Reproduce the data below line for line, changing every "jetty" to "landing stage" and leaving everything else as it is.

** begin **

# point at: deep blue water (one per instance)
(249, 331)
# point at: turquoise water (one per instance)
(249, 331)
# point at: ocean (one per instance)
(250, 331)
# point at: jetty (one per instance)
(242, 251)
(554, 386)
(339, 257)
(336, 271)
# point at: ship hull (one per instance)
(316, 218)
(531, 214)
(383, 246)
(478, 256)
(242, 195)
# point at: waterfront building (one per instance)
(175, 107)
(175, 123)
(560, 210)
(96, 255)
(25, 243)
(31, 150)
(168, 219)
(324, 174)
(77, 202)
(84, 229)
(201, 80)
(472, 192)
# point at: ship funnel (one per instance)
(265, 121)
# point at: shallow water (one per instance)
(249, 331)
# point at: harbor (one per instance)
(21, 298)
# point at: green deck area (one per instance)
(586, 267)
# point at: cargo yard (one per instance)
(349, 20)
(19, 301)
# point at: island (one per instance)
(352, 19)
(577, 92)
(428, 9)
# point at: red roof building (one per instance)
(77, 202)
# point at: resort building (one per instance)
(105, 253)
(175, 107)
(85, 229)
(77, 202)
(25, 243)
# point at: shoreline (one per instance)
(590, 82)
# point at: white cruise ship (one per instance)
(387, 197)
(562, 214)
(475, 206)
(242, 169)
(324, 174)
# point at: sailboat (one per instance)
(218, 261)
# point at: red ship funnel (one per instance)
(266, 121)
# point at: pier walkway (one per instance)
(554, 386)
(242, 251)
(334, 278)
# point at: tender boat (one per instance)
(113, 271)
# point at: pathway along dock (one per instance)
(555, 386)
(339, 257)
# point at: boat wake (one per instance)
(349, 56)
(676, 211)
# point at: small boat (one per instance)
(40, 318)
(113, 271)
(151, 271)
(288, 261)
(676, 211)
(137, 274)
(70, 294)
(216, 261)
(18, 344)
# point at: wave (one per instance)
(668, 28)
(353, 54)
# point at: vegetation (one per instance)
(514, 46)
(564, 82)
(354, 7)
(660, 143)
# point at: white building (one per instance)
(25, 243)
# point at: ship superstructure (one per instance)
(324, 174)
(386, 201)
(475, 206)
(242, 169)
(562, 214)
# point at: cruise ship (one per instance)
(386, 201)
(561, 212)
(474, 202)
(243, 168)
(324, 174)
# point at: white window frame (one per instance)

** end **

Written response
# point at: deep blue water (one per instance)
(249, 331)
# point at: turquoise water (one per instance)
(249, 331)
# point at: ocean (one per instance)
(250, 331)
# point at: landing stage (one per instance)
(242, 251)
(554, 386)
(339, 257)
(336, 271)
# point at: ship hull (one per instance)
(316, 218)
(531, 214)
(383, 246)
(478, 256)
(242, 195)
# point at: waterfront building (one per instance)
(175, 107)
(175, 123)
(560, 210)
(96, 255)
(25, 243)
(31, 150)
(168, 219)
(324, 174)
(77, 202)
(84, 229)
(201, 80)
(472, 192)
# point at: ship funnel (one per instance)
(265, 121)
# point at: shallow water (one per instance)
(249, 331)
# point at: harbor (one per instance)
(21, 298)
# point at: green deck area (one per instance)
(586, 267)
# point at: cargo yard (one per instance)
(349, 20)
(19, 301)
# point at: island (one per instance)
(352, 19)
(577, 92)
(428, 9)
# point at: red roof building (one per instance)
(77, 202)
# point at: resort building (one per instance)
(105, 253)
(175, 107)
(85, 229)
(77, 202)
(25, 243)
# point at: shoreline (one per instance)
(590, 82)
# point at: white cruise ship (one per instance)
(387, 197)
(562, 214)
(475, 206)
(242, 169)
(324, 174)
# point at: sailboat (one per instance)
(218, 261)
# point at: red ship funnel (one per instance)
(266, 121)
# point at: pier walkway (one per instance)
(554, 386)
(242, 251)
(334, 278)
# point at: tender boat (one per instance)
(113, 271)
# point at: pathway along dock (one per instance)
(555, 386)
(339, 257)
# point at: boat wake (one per instance)
(349, 56)
(676, 211)
# point at: small boat (one per instance)
(40, 318)
(113, 271)
(151, 271)
(288, 261)
(676, 211)
(137, 274)
(70, 294)
(216, 261)
(18, 344)
# point at: wave (one per instance)
(668, 28)
(353, 54)
# point at: vegetation (one per instance)
(514, 46)
(564, 82)
(354, 7)
(660, 143)
# point at: white building (one per instance)
(25, 243)
# point at: ship superstructure (one per instance)
(324, 174)
(386, 201)
(475, 206)
(242, 169)
(562, 214)
# point at: cruise ship (one per instance)
(386, 201)
(561, 212)
(474, 202)
(243, 168)
(324, 174)
# point at: white window frame (one per instance)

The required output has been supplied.